→ **Exercise instructions**: Show every line of the material below that contains the word "negative", copying each such line in full.
##### Input #####
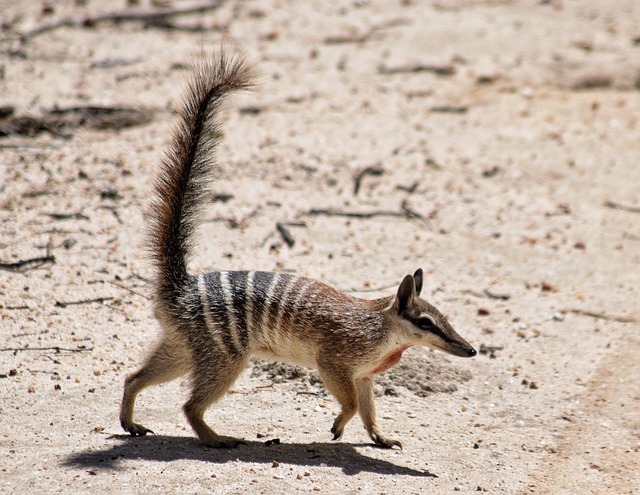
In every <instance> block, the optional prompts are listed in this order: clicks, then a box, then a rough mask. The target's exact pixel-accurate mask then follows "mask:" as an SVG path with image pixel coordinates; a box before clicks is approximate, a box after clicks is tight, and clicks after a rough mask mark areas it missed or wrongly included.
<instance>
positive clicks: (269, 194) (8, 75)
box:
#####
##### Input #####
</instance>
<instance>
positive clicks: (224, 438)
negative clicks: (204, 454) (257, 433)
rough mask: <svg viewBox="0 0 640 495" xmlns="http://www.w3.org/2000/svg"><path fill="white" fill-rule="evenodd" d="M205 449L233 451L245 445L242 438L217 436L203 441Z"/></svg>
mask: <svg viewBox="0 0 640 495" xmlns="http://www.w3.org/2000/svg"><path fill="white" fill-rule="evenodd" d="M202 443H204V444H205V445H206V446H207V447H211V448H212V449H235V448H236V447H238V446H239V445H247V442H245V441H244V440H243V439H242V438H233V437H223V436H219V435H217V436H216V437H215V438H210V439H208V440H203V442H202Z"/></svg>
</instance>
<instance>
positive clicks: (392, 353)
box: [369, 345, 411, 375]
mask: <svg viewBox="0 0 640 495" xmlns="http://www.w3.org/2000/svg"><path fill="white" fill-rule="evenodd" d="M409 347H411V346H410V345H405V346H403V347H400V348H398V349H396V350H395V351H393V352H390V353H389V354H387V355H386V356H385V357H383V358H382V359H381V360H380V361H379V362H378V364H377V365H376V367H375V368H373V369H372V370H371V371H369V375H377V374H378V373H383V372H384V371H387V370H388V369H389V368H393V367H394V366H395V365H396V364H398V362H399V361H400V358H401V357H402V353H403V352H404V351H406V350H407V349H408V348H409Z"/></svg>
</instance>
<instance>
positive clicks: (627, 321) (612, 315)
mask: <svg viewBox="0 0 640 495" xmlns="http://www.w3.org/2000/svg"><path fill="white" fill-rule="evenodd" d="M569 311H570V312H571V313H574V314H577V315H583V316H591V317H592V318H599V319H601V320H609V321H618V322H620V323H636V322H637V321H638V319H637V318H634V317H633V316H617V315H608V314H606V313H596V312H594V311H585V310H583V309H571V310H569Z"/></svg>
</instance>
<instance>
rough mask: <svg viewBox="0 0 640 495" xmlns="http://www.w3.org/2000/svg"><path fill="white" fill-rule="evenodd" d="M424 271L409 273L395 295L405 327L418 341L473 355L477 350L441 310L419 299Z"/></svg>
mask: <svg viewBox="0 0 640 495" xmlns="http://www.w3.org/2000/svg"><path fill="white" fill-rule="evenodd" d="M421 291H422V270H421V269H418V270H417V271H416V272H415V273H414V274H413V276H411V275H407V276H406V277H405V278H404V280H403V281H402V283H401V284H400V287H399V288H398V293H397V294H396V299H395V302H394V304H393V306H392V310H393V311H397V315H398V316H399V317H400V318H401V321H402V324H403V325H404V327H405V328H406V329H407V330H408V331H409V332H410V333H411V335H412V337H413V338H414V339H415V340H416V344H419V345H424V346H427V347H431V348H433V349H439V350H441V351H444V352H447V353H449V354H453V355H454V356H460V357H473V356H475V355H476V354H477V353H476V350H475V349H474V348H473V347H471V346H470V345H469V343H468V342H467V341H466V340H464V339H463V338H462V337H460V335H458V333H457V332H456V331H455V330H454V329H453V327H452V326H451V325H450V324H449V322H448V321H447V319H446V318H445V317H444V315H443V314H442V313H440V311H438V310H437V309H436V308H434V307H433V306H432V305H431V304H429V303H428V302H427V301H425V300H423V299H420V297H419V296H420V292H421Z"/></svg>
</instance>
#####
##### Input #####
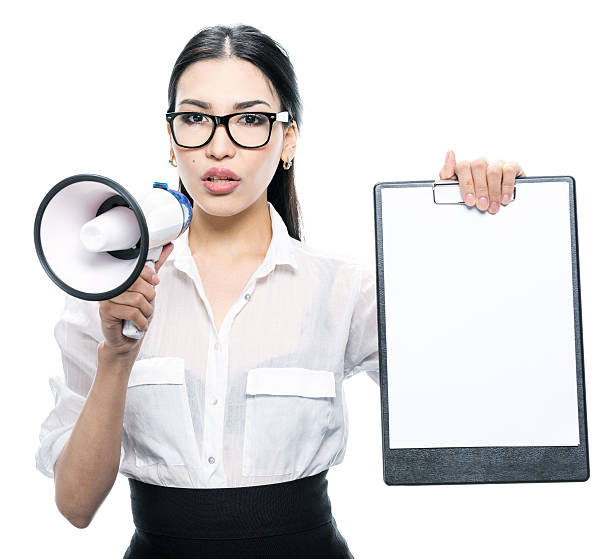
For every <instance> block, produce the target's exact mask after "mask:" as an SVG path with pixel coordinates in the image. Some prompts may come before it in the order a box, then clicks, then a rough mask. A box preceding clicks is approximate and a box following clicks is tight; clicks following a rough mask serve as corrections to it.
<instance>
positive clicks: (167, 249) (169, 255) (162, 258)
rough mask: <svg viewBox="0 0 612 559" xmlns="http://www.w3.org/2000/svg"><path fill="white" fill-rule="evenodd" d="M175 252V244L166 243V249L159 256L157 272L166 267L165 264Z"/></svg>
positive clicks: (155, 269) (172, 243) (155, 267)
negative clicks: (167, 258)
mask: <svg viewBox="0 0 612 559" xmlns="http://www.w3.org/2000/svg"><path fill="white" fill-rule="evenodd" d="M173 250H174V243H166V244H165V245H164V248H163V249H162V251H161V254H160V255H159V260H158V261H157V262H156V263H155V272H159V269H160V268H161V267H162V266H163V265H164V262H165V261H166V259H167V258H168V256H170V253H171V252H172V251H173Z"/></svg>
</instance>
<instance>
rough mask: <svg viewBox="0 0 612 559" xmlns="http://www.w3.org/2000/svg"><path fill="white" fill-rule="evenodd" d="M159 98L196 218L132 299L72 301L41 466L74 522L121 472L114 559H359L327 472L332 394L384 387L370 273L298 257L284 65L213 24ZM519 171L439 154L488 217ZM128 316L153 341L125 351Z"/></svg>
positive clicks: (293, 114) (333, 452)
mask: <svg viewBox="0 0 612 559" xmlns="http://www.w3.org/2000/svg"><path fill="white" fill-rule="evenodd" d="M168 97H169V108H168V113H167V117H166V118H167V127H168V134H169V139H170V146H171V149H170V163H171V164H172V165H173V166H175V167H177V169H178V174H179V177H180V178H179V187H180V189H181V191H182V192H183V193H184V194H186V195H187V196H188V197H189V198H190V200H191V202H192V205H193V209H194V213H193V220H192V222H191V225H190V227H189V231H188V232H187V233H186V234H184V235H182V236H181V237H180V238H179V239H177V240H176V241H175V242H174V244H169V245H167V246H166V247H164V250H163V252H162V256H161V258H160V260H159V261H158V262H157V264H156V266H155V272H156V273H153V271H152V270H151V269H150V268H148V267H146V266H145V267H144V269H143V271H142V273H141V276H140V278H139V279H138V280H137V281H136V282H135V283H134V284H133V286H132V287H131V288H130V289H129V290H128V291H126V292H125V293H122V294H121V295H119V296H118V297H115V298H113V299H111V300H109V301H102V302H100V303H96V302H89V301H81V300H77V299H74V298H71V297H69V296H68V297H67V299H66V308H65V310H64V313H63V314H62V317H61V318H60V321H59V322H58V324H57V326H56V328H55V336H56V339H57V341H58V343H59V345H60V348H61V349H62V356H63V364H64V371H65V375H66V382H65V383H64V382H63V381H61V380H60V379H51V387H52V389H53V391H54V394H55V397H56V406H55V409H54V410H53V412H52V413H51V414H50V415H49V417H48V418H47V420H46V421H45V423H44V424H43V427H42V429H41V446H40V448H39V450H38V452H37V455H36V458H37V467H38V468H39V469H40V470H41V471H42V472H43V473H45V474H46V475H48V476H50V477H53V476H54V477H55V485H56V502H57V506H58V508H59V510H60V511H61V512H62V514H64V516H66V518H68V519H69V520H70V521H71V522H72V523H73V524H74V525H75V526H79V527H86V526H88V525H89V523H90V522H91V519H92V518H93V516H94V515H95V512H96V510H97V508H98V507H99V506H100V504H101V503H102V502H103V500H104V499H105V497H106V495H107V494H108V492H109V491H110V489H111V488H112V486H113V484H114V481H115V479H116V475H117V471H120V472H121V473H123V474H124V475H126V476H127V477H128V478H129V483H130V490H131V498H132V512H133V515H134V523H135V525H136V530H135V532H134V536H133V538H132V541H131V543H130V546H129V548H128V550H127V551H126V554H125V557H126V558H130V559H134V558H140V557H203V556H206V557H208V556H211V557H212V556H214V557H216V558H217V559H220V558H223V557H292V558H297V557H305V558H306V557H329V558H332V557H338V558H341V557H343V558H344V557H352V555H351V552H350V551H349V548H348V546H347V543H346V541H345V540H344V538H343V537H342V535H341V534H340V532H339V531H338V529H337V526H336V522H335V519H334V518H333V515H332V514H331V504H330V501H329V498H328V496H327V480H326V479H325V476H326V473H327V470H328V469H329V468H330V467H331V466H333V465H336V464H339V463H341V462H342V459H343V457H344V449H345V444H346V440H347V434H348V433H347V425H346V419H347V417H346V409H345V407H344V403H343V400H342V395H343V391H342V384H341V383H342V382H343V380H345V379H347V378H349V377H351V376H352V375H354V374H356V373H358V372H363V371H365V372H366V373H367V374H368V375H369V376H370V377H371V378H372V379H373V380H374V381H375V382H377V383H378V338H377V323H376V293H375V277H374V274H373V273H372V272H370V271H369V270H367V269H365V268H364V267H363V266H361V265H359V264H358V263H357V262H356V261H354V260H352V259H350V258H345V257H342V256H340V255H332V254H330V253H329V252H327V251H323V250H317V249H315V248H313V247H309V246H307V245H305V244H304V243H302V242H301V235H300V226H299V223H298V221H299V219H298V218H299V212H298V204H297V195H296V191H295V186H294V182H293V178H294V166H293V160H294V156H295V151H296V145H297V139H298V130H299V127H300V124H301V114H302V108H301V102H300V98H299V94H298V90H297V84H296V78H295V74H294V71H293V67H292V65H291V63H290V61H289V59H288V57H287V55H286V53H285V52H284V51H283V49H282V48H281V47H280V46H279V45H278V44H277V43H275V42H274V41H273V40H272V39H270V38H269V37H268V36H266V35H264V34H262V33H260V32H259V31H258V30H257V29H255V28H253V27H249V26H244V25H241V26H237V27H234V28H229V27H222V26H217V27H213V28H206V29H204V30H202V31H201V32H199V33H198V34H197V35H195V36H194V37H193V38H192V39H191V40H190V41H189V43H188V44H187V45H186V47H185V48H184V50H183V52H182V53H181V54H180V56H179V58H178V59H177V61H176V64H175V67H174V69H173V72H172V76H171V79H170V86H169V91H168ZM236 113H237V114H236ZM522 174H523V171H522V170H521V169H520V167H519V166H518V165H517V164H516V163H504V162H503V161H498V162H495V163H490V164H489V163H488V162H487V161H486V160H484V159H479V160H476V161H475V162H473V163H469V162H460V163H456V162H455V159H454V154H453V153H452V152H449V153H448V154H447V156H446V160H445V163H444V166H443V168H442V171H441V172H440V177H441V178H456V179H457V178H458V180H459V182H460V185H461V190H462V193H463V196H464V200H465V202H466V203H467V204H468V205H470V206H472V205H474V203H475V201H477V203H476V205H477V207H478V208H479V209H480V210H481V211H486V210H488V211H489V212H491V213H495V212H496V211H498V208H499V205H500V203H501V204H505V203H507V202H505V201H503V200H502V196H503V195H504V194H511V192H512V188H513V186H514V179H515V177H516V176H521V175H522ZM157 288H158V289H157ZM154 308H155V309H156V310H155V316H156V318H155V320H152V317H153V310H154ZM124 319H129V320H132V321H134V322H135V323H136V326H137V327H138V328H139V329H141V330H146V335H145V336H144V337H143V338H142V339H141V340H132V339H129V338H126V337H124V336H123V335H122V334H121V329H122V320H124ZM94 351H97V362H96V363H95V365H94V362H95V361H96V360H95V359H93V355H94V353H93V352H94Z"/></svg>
#####
→ **Exercise answer**:
negative clicks: (204, 454) (257, 433)
negative clicks: (167, 258)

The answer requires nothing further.